• Work order
Exactness is required throughout. Return every record once more.
*** Opening of Given information ***
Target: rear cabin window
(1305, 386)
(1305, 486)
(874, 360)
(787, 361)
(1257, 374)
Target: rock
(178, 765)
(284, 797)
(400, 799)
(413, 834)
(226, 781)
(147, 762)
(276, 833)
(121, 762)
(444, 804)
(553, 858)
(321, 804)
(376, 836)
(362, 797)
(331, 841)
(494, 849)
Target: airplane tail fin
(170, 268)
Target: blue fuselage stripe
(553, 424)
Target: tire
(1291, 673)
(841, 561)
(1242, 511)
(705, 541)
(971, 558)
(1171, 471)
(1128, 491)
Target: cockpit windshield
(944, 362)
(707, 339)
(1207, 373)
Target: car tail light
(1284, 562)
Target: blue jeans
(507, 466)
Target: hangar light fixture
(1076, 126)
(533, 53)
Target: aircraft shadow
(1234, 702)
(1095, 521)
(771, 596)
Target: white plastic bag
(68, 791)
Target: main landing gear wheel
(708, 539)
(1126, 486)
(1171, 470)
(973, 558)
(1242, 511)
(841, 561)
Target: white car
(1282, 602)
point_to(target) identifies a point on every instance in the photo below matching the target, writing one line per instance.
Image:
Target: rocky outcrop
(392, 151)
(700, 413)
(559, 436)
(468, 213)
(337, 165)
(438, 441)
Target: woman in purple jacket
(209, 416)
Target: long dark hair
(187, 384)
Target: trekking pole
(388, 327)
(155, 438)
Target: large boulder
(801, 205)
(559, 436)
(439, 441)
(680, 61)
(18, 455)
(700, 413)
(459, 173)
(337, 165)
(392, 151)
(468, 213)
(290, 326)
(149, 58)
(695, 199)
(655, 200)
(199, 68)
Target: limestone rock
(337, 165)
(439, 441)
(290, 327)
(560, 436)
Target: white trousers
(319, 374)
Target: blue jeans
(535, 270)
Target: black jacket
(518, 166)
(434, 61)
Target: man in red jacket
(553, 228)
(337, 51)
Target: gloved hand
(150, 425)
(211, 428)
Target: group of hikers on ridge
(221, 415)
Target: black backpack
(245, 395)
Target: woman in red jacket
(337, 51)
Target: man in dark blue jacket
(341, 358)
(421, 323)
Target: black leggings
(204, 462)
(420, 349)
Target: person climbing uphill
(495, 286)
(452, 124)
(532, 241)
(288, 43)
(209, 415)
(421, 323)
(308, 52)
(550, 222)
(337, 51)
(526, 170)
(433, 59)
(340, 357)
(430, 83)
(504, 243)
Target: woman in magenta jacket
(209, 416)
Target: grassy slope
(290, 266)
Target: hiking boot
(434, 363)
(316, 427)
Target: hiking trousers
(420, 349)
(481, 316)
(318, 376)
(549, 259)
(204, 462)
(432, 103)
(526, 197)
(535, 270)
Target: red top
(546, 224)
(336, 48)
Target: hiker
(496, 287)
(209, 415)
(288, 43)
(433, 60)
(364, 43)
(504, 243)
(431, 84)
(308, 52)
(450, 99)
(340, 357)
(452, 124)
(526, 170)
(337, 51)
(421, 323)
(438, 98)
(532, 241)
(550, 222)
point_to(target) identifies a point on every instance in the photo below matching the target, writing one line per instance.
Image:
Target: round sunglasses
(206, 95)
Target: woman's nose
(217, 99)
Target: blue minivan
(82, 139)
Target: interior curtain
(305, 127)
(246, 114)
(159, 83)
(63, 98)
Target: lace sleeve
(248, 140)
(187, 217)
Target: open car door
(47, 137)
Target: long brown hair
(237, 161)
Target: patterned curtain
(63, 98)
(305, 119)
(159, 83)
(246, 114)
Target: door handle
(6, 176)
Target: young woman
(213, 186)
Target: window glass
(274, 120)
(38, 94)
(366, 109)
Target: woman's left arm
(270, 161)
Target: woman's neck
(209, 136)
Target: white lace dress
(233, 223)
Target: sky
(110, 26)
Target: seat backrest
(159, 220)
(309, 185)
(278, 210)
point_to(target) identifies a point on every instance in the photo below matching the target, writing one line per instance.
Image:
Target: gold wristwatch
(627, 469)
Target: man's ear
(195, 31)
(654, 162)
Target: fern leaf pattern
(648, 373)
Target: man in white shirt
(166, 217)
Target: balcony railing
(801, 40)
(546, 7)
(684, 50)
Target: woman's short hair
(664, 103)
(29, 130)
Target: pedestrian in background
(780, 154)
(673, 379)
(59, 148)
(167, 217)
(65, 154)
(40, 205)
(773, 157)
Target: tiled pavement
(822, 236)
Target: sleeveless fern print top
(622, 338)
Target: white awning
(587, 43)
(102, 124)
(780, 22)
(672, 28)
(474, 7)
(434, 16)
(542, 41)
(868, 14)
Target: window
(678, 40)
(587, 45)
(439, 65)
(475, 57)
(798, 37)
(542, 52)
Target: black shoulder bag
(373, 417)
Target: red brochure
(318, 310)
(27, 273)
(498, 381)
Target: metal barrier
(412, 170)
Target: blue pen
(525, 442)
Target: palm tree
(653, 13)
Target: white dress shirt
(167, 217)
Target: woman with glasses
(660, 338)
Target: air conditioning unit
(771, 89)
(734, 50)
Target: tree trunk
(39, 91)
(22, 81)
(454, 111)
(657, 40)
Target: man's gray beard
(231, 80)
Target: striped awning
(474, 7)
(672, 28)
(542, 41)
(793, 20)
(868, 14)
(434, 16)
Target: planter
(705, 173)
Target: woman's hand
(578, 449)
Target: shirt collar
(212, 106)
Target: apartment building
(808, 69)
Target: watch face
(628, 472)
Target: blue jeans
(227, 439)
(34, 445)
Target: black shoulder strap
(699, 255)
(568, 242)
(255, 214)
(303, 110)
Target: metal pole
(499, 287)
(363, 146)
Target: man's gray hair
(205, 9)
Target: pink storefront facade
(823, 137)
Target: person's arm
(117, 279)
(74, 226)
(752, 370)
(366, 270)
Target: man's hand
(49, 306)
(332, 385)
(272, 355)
*** Close of Given information ***
• Answer for the task
Target: rear cabin window
(1305, 386)
(1305, 486)
(874, 360)
(787, 361)
(1257, 374)
Target: rock
(178, 765)
(284, 797)
(400, 799)
(413, 834)
(226, 781)
(147, 762)
(276, 833)
(121, 762)
(444, 804)
(553, 858)
(321, 804)
(376, 836)
(362, 797)
(331, 841)
(494, 849)
Target: airplane tail fin
(170, 268)
Target: blue fuselage stripe
(553, 424)
Target: tire
(1291, 673)
(841, 561)
(1242, 511)
(705, 541)
(971, 558)
(1171, 471)
(1128, 491)
Target: cockpit windshield
(944, 362)
(707, 339)
(1207, 373)
Target: car tail light
(1284, 562)
Target: blue jeans
(507, 466)
Target: hangar light fixture
(1076, 126)
(533, 53)
Target: aircraft shadow
(1234, 702)
(1095, 521)
(771, 596)
Target: white plastic bag
(68, 791)
Target: main landing gear wheel
(708, 539)
(1126, 486)
(1171, 470)
(973, 558)
(1242, 511)
(841, 561)
Target: white car
(1282, 602)
point_to(target) identifies a point on every instance in the photo below matching the target, writing one line per instance.
Image:
Target: rocky outcrop
(392, 151)
(700, 413)
(559, 436)
(468, 213)
(337, 165)
(438, 441)
Target: woman in purple jacket
(209, 416)
Target: long dark hair
(187, 384)
Target: trekking pole
(388, 327)
(155, 438)
Target: large boulder
(801, 205)
(559, 436)
(439, 441)
(680, 61)
(18, 455)
(700, 413)
(459, 173)
(337, 165)
(392, 151)
(468, 213)
(290, 326)
(149, 58)
(695, 199)
(655, 200)
(199, 68)
Target: limestone rock
(337, 165)
(439, 441)
(290, 327)
(560, 436)
Target: white trousers
(319, 374)
Target: blue jeans
(535, 270)
Target: black jacket
(518, 166)
(434, 61)
Target: man in red jacket
(553, 228)
(337, 51)
Target: gloved hand
(150, 425)
(211, 428)
Target: group of hikers on ridge
(221, 415)
Target: black backpack
(245, 395)
Target: woman in red jacket
(337, 51)
Target: man in dark blue jacket
(341, 358)
(421, 323)
Target: black leggings
(204, 462)
(420, 349)
Target: person climbing uphill
(495, 286)
(452, 124)
(532, 241)
(288, 43)
(209, 415)
(421, 323)
(308, 52)
(550, 222)
(337, 51)
(526, 170)
(433, 59)
(340, 357)
(430, 83)
(504, 243)
Target: woman in magenta jacket
(209, 416)
Target: grassy slope
(290, 266)
Target: hiking boot
(434, 363)
(316, 427)
Target: hiking trousers
(420, 349)
(481, 316)
(318, 376)
(549, 259)
(204, 462)
(432, 103)
(526, 197)
(535, 270)
Target: red top
(546, 224)
(336, 48)
Target: hiker
(496, 287)
(209, 415)
(288, 43)
(433, 60)
(364, 43)
(504, 243)
(431, 84)
(308, 52)
(450, 99)
(340, 357)
(452, 124)
(526, 170)
(337, 51)
(421, 323)
(438, 98)
(532, 241)
(550, 222)
point_to(target) identifies a point on every instance in the photo below matching the target, writing one line per instance.
Image:
Target: round sunglasses
(206, 95)
Target: woman's nose
(217, 99)
Target: blue minivan
(82, 139)
Target: interior curtain
(305, 127)
(246, 114)
(159, 83)
(63, 98)
Target: lace sleeve
(248, 140)
(187, 217)
Target: open car door
(47, 137)
Target: long brown hair
(237, 161)
Target: patterned curtain
(63, 98)
(305, 119)
(159, 83)
(246, 114)
Target: door handle
(6, 176)
Target: young woman
(213, 186)
Target: window glass
(274, 120)
(38, 94)
(366, 109)
Target: woman's left arm
(270, 161)
Target: woman's neck
(209, 136)
Target: white lace dress
(233, 223)
Target: sky
(110, 26)
Target: seat backrest
(159, 220)
(309, 185)
(278, 210)
point_to(target) identifies a point on every instance in the photo below matching the target, writing one line per instance.
Image:
Target: gold wristwatch
(627, 469)
Target: man's ear
(195, 31)
(654, 162)
Target: fern leaf pattern
(648, 373)
Target: man in white shirt
(166, 217)
Target: balcony railing
(801, 40)
(546, 7)
(684, 50)
Target: woman's short hair
(664, 103)
(29, 130)
Target: pedestrian in background
(780, 154)
(673, 379)
(59, 148)
(167, 217)
(65, 154)
(40, 205)
(773, 157)
Target: tiled pavement
(822, 236)
Target: sleeveless fern print top
(622, 338)
Target: white awning
(587, 43)
(102, 124)
(780, 22)
(672, 28)
(474, 7)
(434, 16)
(542, 41)
(868, 14)
Target: window
(678, 40)
(587, 45)
(439, 65)
(475, 57)
(798, 37)
(542, 52)
Target: black shoulder bag
(373, 417)
Target: red brochure
(318, 310)
(27, 273)
(498, 381)
Target: metal barrier
(412, 170)
Target: blue pen
(525, 442)
Target: palm tree
(653, 13)
Target: white dress shirt
(167, 217)
Target: woman with glasses
(660, 338)
Target: air conditioning unit
(771, 89)
(734, 50)
Target: tree trunk
(39, 91)
(22, 81)
(454, 111)
(657, 40)
Target: man's gray beard
(231, 80)
Target: striped awning
(474, 7)
(672, 28)
(542, 41)
(793, 20)
(868, 14)
(434, 16)
Target: planter
(705, 173)
Target: woman's hand
(578, 449)
Target: shirt collar
(212, 106)
Target: apartment building
(808, 69)
Target: watch face
(628, 472)
Target: blue jeans
(227, 439)
(34, 445)
Target: black shoulder strap
(699, 255)
(568, 242)
(255, 214)
(303, 110)
Target: metal pole
(499, 287)
(363, 146)
Target: man's gray hair
(205, 9)
Target: pink storefront facade
(823, 137)
Target: person's arm
(117, 279)
(74, 226)
(752, 370)
(366, 270)
Target: man's hand
(49, 306)
(332, 385)
(272, 355)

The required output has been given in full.